(PROBLEM TO SOLVE) Count the lines in the material below that contain the string "cloud", matching case exactly. Reply with the number only.

(RECORDS FOR THIS EXERCISE)
--- start ---
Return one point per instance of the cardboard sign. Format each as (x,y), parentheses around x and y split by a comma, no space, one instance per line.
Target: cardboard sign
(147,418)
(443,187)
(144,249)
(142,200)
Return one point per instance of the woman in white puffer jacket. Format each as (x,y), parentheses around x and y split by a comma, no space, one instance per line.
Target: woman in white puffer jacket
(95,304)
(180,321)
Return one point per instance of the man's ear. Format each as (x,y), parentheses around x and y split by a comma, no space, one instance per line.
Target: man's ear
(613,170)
--- end ---
--- start ---
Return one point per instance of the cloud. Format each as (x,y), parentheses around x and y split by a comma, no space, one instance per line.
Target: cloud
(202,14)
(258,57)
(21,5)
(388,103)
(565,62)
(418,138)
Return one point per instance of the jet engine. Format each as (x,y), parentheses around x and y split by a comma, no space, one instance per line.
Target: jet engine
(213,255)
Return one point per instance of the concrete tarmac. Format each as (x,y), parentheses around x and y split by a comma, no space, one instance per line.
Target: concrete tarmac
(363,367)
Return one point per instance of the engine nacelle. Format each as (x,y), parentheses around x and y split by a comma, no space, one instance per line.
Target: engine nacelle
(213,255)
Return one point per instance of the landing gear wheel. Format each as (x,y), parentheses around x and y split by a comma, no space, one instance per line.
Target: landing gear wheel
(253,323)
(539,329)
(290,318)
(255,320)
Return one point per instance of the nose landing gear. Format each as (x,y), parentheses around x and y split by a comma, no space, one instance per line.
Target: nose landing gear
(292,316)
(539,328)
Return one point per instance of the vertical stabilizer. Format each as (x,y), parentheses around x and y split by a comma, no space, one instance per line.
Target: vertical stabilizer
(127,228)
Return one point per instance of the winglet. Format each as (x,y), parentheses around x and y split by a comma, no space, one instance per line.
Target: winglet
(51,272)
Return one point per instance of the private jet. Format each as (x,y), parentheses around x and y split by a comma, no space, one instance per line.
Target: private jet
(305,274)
--- end ---
--- start ---
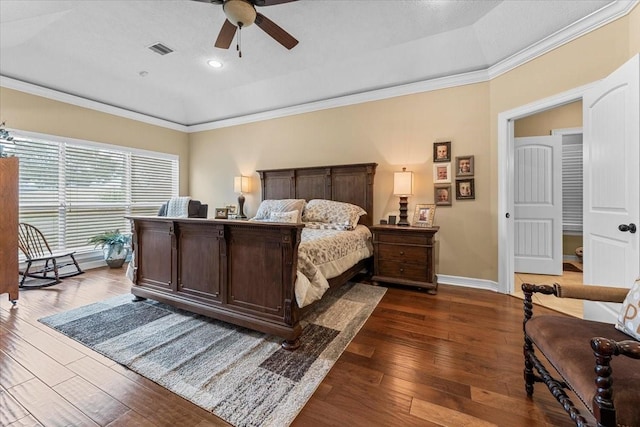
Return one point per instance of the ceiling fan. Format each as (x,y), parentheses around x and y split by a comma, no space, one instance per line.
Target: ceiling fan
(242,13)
--- end ---
(WRITTEN ANSWER) 2